## begin RECORDS FOR THIS EXERCISE

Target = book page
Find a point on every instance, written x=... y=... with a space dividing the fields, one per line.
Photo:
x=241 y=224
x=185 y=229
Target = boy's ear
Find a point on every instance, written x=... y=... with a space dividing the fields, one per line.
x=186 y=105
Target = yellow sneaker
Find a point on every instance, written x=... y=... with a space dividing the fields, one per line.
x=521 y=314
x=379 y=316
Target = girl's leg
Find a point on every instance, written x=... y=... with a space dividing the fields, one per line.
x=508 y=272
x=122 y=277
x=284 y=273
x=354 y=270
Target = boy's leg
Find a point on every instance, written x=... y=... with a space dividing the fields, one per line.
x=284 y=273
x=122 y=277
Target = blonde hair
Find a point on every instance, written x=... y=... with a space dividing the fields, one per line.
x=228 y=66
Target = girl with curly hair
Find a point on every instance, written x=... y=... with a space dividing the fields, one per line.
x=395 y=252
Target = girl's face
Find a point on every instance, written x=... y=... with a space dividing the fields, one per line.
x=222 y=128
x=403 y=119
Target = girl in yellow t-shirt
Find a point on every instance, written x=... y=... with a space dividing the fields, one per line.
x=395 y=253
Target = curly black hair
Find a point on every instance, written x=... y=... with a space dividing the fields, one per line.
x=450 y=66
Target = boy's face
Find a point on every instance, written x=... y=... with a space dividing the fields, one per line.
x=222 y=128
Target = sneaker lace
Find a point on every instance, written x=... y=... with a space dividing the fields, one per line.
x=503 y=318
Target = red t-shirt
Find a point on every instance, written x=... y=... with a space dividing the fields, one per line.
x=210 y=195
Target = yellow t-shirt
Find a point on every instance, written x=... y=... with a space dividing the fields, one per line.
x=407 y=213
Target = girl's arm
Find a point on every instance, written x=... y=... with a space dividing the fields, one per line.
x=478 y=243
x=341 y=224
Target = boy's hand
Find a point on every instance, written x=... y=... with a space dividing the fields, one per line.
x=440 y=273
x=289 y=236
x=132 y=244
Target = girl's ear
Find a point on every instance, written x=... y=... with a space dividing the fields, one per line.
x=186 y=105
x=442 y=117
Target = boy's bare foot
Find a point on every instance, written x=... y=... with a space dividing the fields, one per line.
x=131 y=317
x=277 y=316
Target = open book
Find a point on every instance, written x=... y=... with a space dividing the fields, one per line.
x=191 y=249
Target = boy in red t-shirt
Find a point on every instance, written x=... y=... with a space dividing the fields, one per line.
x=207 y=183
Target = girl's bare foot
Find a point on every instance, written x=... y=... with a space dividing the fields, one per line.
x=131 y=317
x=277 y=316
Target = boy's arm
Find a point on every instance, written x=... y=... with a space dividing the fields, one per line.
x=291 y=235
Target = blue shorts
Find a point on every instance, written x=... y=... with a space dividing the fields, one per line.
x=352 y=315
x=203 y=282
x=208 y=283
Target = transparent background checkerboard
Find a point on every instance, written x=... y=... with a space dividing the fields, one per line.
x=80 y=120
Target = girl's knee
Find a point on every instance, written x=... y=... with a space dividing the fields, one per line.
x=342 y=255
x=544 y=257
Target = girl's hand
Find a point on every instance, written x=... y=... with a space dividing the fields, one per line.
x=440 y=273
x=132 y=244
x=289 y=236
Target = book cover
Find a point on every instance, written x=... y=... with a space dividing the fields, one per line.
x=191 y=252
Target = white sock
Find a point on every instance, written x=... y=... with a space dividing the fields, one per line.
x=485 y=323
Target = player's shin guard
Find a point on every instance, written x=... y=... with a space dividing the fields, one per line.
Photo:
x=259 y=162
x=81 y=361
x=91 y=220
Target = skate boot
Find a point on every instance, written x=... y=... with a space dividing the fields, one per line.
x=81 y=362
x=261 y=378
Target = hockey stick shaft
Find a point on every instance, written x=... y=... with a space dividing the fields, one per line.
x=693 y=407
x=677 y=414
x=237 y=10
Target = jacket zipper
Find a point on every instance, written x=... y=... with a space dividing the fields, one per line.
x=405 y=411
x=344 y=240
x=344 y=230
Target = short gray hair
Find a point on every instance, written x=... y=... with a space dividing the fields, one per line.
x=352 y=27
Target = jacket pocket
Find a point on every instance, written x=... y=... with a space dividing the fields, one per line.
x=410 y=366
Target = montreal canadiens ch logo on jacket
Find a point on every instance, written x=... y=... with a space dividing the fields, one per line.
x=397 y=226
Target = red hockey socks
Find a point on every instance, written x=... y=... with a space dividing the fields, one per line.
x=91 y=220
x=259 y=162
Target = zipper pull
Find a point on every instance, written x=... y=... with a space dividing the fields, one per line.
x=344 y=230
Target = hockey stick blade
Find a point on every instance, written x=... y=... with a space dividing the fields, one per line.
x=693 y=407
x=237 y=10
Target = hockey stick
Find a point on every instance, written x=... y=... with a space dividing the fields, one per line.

## end RECORDS FOR THIS EXERCISE

STATED PROBLEM - Copy all of the rows above word for word, with no changes.

ANSWER -
Target = book page
Find a point on every instance, written x=... y=... with a space dividing the fields, one per line.
Photo:
x=241 y=224
x=185 y=229
Target = boy's ear
Find a point on every instance, written x=... y=... with a space dividing the fields, one per line.
x=186 y=105
Target = yellow sneaker
Find a point on every instance, written x=... y=... with a space dividing the fields, one per line.
x=521 y=314
x=379 y=316
Target = girl's leg
Find a point on every instance, written x=... y=... with a space dividing the fields, one per line.
x=508 y=272
x=122 y=277
x=284 y=273
x=354 y=270
Target = boy's leg
Find a point on every instance, written x=... y=... with a space dividing the fields, one per line.
x=284 y=273
x=122 y=277
Target = blonde hair
Find a point on every instance, written x=... y=... with a space dividing the fields, one per line.
x=228 y=66
Target = girl with curly hair
Find a point on every instance, written x=... y=... with a space dividing the fields, one per line.
x=395 y=252
Target = girl's face
Find a point on every instance, written x=... y=... with a space dividing the fields, one per line.
x=222 y=128
x=403 y=119
Target = girl in yellow t-shirt
Find a point on every instance, written x=... y=... with a space dividing the fields, one per line.
x=395 y=253
Target = curly black hair
Find a point on every instance, written x=... y=... with a space dividing the fields, one per line.
x=450 y=66
Target = boy's face
Find a point on every instance, written x=... y=... with a space dividing the fields, one per line.
x=222 y=128
Target = sneaker lace
Find a point on every instance, written x=... y=... with a space dividing the fields, one per line.
x=503 y=318
Target = red t-shirt
Find a point on every instance, written x=... y=... with a space dividing the fields, one per line.
x=210 y=195
Target = yellow t-shirt
Find a point on every instance, written x=... y=... with a space dividing the fields, one per line.
x=407 y=213
Target = girl's arm
Find a point on every instance, written x=... y=... with a space dividing the fields, one per line.
x=478 y=243
x=341 y=224
Target = boy's hand
Find a point on every instance, written x=... y=... with a space dividing the fields, one per line.
x=440 y=273
x=289 y=236
x=132 y=244
Target = girl's ear
Find a point on every instance, written x=... y=... with a space dividing the fields, one per line.
x=186 y=105
x=442 y=117
Target = boy's bare foot
Find a point on every instance, written x=... y=... with a space dividing the fields, one per line.
x=131 y=317
x=277 y=316
Target = open book
Find a point on every instance, written x=... y=... with a space dividing the fields, one per line.
x=191 y=249
Target = boy in red t-shirt
Find a point on every instance, written x=... y=... with a space dividing the fields, one per line.
x=207 y=183
Target = girl's bare foot
Find a point on every instance, written x=... y=... with a space dividing the fields, one per line.
x=131 y=317
x=277 y=316
Target = boy's arm
Find a point on every instance, written x=... y=... with a space dividing the fields, one per line.
x=291 y=235
Target = blue shorts
Find a point on every instance, written x=... y=... with a space dividing the fields, one per line.
x=352 y=315
x=203 y=282
x=208 y=283
Target = transparent background checkerboard
Find a point on every instance, written x=... y=... with a space dividing the fields, one per line.
x=80 y=120
Target = girl's knee
Find a point on every instance, written x=... y=... with a space dividing the fields, one per line.
x=342 y=255
x=544 y=257
Target = girl's hand
Find a point on every instance, written x=... y=... with a space dividing the fields, one per line.
x=440 y=273
x=132 y=244
x=289 y=236
Target = book cover
Find a point on every instance, written x=... y=... with a space dividing the fields, one per line.
x=191 y=252
Target = white sock
Find a point on every instance, written x=... y=... with a space dividing the fields, one per line.
x=485 y=323
Target = player's shin guard
Find a point on every instance, written x=... y=... with a space dividing the fields, one per line.
Photo:
x=259 y=162
x=81 y=361
x=91 y=220
Target = skate boot
Find a point on every instance, written x=... y=... with a space dividing the fields, one per line.
x=81 y=362
x=261 y=378
Target = hockey stick shaft
Find a point on every instance, written x=... y=... with a space dividing the fields, one per line.
x=693 y=407
x=677 y=414
x=237 y=10
Target = jacket zipper
Find a point on every instance, written x=... y=... with a space dividing the fields, one per line.
x=405 y=411
x=344 y=240
x=344 y=230
Target = short gray hair
Find a point on every instance, written x=... y=... with a space dividing the fields, one per line.
x=352 y=27
Target = jacket pocket
Find a point on every instance, written x=... y=... with a space dividing the fields, one per line.
x=410 y=366
Target = montreal canadiens ch logo on jacket
Find a point on every instance, written x=... y=... with a space dividing the fields, one per line.
x=397 y=226
Target = red hockey socks
Find a point on every instance, written x=... y=... with a space dividing the fields, one per line.
x=91 y=220
x=259 y=162
Target = zipper pull
Find a point on every instance, written x=... y=... with a space dividing the fields, one per line.
x=344 y=230
Target = hockey stick blade
Find a point on every instance, written x=... y=... with a space dividing the fields, one per line.
x=693 y=407
x=237 y=10
Target = hockey stick
Find a point on every instance, written x=... y=... with a space dividing the fields, one per line.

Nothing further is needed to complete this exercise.